*Task brief*
Within the material below, find each line bearing the word "shadows" and present it.

*Given records*
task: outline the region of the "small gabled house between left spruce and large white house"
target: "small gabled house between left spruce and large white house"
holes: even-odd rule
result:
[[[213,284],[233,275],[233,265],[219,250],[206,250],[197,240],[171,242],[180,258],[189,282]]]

...

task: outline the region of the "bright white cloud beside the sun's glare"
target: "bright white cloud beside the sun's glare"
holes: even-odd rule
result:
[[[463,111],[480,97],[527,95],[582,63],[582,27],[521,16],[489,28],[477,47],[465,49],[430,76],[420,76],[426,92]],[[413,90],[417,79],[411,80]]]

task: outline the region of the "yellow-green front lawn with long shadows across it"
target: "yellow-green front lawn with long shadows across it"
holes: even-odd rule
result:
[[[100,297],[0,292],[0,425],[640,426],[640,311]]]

*Answer to this problem*
task: outline the region of the "yellow-green front lawn with long shadows across it"
target: "yellow-green front lawn with long shadows across it"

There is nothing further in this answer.